Also, by highlighting the ideas in Irigaray’s writing that are most relevant for exploring the practical, social, political and cultural processes involved in architecture, I do not therefore devote as much attention to Irigaray’s discussions about linguistics and politics as researchers from literature, women’s and cultural studies. Readers are also advised not take these sources as an all-encompassing blueprint for architectural ideas or the basis of a universal architectural language and method. Rather, the aim of this book is to augment the development of informed sexed historical, critical and creative designing, thinking, writing and speaking in all aspects of architecture.
Below, a short introduction to Irigaray’s biography and intellectual career leads into a contextual outline of her ideas in relation to discussions of subject-theory, gender and feminism that exist in architectural design, history, theory and criticism. Six thematic chapters then explore Irigaray’s ideas about subjectivity, space and time, the body and sensory perception, science and politics. In each chapter, I refer to short extracts of her writing in order to give readers an insight into her different techniques of writing, thinking and speaking. In addition, each chapter briefly refers to examples of buildings, design projects, essays and books by designers, historians, theorists and critics who also explore sexed forms of architecture. Finally, each chapter ends with a series of dialogue questions to further stimulate the reader’s exploration of the relationship between his or her ideas, and the design and interpretation of architecture and the built environment. At the end of the book, an Appendix provides guidance on how to read Irigaray’s texts, together with selected references and a list of additional publications that provide further contexts for developing understandings of her work.

CHAPTER 2
Situating Irigaray

Luce Irigaray was born in 1930 and has French nationality. Growing up in Belgium to parents with Belgian, Italian and French ancestry, Irigaray’s academic training began in Louvain, Belgium, where she studied for a degree and then completed a doctorate in French and Philosophy in 1955. After teaching in secondary education for a number of years she took a second degree in psychology and a Diploma in psychopathology at the Sorbonne in Paris. Also during this period she trained as a psychoanalyst and attended Jacques Lacan’s seminars on psychoanalysis. Then, from 1964, she worked as a researcher at the National Centre for Scientific Research, later becoming a research director at the Centre in 1986. Between 1970 and 1974 she taught at the University of Vincennes, and was a member of the Ecole Freudienne de Paris. In 1973 she submitted two further doctorates, one on poetics and psychopathologies, and Speculum de l’autre femme, which was rejected by the University and resulted in her leaving her teaching position. However, Speculum was very quickly published, in 1974, and Irigaray’s subsequent career has been significant, including: receiving international visiting professorship appointments; giving international lectures and seminars; and working with feminists, women’s groups and democratic movements, especially in northern Italy (for further discussion of Irigaray’s biography and intellectual career, also see Margaret Whitford’s introduction to The Irigaray Reader [1991b] and Irigaray’s preface and section introductions to Key Writings).

- [STATED GOAL 1]:
Pick out every line of the listing that contains the word "leaf", treating uppercase and lowercase letters as distinct.
The passage on Irigaray and the listing have no connection to each other.

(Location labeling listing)
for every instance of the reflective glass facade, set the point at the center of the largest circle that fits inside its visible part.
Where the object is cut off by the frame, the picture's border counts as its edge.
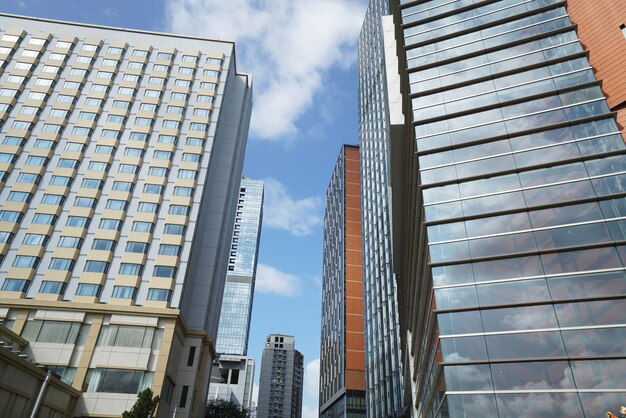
(234, 326)
(518, 284)
(382, 346)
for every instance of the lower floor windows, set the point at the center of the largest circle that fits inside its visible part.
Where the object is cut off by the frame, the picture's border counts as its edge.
(117, 380)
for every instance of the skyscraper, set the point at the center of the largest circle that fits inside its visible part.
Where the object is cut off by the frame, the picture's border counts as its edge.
(342, 359)
(508, 227)
(233, 372)
(382, 339)
(282, 378)
(121, 160)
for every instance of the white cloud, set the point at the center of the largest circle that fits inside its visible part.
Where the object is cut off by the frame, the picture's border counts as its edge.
(287, 45)
(281, 211)
(271, 280)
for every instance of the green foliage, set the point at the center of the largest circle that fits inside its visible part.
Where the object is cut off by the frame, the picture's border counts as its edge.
(221, 408)
(145, 405)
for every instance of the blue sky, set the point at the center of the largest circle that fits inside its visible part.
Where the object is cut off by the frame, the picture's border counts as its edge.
(302, 55)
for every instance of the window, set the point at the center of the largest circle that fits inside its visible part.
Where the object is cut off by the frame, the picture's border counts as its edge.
(92, 183)
(136, 247)
(86, 289)
(183, 191)
(29, 178)
(152, 188)
(112, 224)
(195, 142)
(68, 163)
(179, 210)
(126, 90)
(163, 155)
(201, 112)
(98, 166)
(167, 139)
(85, 202)
(164, 271)
(92, 266)
(75, 147)
(69, 242)
(35, 239)
(187, 174)
(52, 199)
(191, 157)
(105, 149)
(44, 219)
(168, 249)
(103, 244)
(171, 124)
(121, 104)
(174, 229)
(52, 287)
(128, 168)
(116, 204)
(26, 261)
(141, 226)
(15, 285)
(159, 294)
(108, 133)
(148, 207)
(203, 98)
(178, 96)
(20, 197)
(139, 136)
(10, 216)
(148, 107)
(124, 186)
(143, 121)
(178, 110)
(158, 171)
(65, 264)
(124, 292)
(81, 131)
(131, 269)
(77, 221)
(36, 160)
(61, 181)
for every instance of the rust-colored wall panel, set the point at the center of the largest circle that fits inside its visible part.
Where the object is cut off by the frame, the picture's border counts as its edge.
(354, 306)
(355, 380)
(599, 30)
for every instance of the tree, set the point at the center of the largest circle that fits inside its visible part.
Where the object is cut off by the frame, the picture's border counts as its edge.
(144, 406)
(221, 408)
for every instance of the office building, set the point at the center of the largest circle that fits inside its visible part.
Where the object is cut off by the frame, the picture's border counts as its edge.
(282, 378)
(384, 385)
(508, 210)
(233, 373)
(342, 357)
(121, 160)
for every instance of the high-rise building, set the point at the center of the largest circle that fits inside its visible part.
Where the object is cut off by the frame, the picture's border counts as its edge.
(282, 378)
(382, 340)
(121, 158)
(342, 358)
(508, 210)
(233, 373)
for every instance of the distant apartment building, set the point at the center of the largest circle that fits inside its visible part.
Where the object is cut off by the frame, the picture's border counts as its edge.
(282, 379)
(233, 372)
(506, 169)
(121, 155)
(342, 357)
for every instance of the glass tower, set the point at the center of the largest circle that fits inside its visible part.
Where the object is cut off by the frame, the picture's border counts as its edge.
(234, 326)
(515, 295)
(382, 344)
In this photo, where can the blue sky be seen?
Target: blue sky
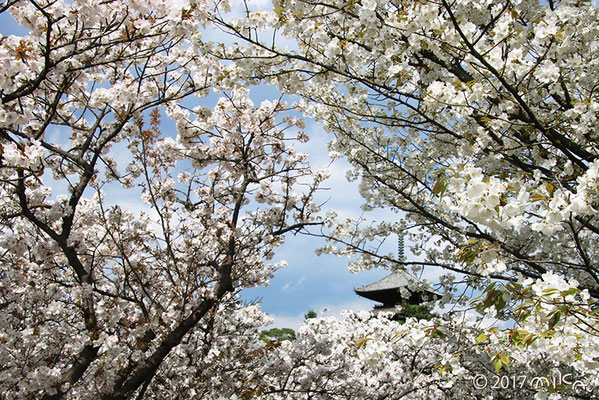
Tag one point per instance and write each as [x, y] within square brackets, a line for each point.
[309, 281]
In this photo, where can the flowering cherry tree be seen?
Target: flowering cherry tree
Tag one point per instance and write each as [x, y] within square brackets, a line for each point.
[477, 123]
[101, 300]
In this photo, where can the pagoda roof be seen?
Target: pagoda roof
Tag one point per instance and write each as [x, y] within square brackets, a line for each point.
[396, 288]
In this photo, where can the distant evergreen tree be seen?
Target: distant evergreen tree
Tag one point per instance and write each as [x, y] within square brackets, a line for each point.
[418, 311]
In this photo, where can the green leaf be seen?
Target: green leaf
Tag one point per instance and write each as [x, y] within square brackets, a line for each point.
[497, 364]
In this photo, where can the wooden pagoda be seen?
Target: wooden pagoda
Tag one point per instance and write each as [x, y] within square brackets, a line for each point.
[397, 288]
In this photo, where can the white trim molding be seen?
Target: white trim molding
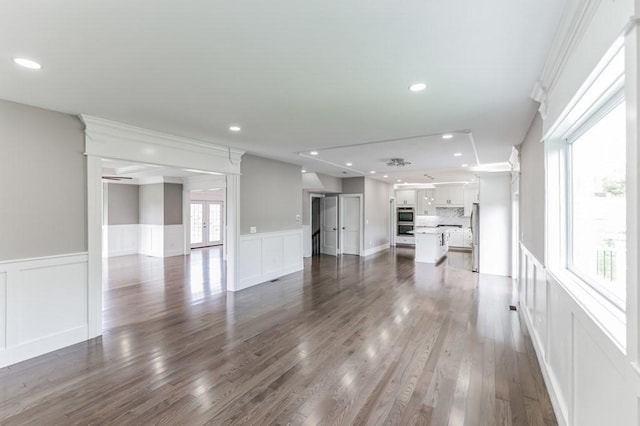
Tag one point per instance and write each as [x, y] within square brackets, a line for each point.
[108, 139]
[588, 376]
[43, 305]
[267, 256]
[375, 250]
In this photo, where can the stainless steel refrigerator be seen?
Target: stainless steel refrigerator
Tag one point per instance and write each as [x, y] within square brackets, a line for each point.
[475, 238]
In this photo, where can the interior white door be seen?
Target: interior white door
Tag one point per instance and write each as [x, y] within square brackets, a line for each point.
[329, 207]
[206, 223]
[350, 225]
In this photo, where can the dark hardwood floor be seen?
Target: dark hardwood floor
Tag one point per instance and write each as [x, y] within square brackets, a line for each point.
[347, 341]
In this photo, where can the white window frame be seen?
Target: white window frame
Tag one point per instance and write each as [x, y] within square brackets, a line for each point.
[597, 114]
[603, 87]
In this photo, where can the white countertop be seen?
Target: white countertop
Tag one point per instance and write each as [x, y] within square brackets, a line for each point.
[438, 230]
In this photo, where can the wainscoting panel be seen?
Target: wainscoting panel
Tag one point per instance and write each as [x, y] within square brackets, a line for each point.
[151, 240]
[43, 305]
[122, 240]
[588, 376]
[173, 240]
[272, 254]
[266, 256]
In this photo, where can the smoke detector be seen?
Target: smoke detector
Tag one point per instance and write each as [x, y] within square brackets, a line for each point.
[398, 162]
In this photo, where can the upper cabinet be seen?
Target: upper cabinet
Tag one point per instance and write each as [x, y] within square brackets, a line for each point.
[426, 202]
[471, 195]
[406, 197]
[450, 196]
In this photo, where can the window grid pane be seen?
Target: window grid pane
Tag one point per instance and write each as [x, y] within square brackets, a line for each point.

- [STATED GOAL 2]:
According to the passage on Irigaray, in what year was Speculum published?

- [WORKED SOLUTION 1]:
In this photo, where can the green leaf be seen?
Target: green leaf

- [WORKED SOLUTION 2]:
Speculum was published in 1974.